(Entries taken from a collection)
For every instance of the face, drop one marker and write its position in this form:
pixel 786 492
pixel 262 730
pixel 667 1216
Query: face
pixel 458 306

--

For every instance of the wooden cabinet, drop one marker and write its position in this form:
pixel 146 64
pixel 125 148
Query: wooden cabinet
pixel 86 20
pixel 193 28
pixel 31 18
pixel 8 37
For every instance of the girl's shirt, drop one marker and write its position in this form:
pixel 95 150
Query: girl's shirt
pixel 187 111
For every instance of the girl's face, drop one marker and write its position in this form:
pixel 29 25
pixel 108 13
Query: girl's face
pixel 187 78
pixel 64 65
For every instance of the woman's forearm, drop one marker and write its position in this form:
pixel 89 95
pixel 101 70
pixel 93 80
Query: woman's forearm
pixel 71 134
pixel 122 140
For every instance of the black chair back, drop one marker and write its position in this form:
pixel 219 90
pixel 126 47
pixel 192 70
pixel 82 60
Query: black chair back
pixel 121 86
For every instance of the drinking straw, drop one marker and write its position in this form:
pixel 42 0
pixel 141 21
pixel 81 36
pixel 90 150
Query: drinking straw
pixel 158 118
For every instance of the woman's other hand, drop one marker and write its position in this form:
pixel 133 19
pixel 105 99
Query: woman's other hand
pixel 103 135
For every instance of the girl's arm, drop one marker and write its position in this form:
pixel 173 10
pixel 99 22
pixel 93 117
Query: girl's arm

**Task goal:**
Only one stretch of the records above is wanted: the lines between the one holding "pixel 95 150" and the one holding "Query: girl's arm", inclusive, reproduced exactly.

**Solved problem:**
pixel 95 150
Query: girl's shirt
pixel 187 111
For every instance of the girl's face, drop one marker and write its position in this form:
pixel 29 25
pixel 108 13
Query: girl's face
pixel 187 78
pixel 64 65
For every instance of the woman's forearm, drop one marker and write its position in this form:
pixel 89 95
pixel 101 70
pixel 93 80
Query: woman's forearm
pixel 71 134
pixel 122 140
For every instance of the black chair back, drop one marker and write its position in this form:
pixel 219 90
pixel 126 47
pixel 192 70
pixel 82 60
Query: black chair back
pixel 121 86
For every instance of the drinking straw, drop one marker and write its position in this form:
pixel 42 0
pixel 141 21
pixel 81 36
pixel 90 150
Query: drinking straw
pixel 158 118
For every instance of the woman's other hand, drop one marker and write its position in this form:
pixel 133 19
pixel 105 99
Query: woman's other hand
pixel 103 135
For every instance of the girl's arm, drop one marker and write its position in this form:
pixel 173 10
pixel 99 22
pixel 93 117
Query: girl's arm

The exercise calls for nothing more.